PROVIDED TEXT:
- - -

In these consolidated petitions for writ of certiorari, we are faced with a constitutional question of whether the use of non-lawyers as hearing officers, in formal hearings pursuant to section 322.2615(6), Florida Statutes, violates the due process rights of motorists arrested for driving under the influence (DUI). Before we answer the constitutional question, it is important to understand the procedural history of the four cases now before us.


In each case, a law enforcement officer suspected a motorist of DUI and made an arrest. Pursuant to section 322.2615(1)(a), Florida Statutes, these motorists had their driver's licenses automatically suspended. Each motorist sought formal review before a hearing officer, pursuant to section 322.2615(6), Florida Statutes. The suspensions were upheld in all four cases. On certiorari review to the circuit courts, acting in their appellate capacity, three suspensions were upheld, amidst various challenges, including the instant claim of a constitutional infirmity. In one case, a circuit judge declared, inter alia, that the procedure of using non-lawyers as hearing officers for proceedings under section 322.2615, Florida Statutes, violated due process. The Department sought second-tier certiorari review from this ruling and the other motorists sought second-tier certiorari review of their cases, suggesting a conflict in the circuit courts.

- - -

Stored dataset items:
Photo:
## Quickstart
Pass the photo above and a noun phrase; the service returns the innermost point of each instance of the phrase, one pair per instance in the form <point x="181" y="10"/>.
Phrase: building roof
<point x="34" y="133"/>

- - -

JOBS:
#1 Under which statute were the motorists' driver's licenses automatically suspended, according to the court excerpt?
#2 Please reproduce all the records, substituting "house roof" for every "building roof" and leaving everything else unchanged.

ANSWER LIST:
#1 Section 322.2615(1)(a), Florida Statutes.

#2
Photo:
## Quickstart
Pass the photo above and a noun phrase; the service returns the innermost point of each instance of the phrase, one pair per instance in the form <point x="181" y="10"/>.
Phrase: house roof
<point x="34" y="133"/>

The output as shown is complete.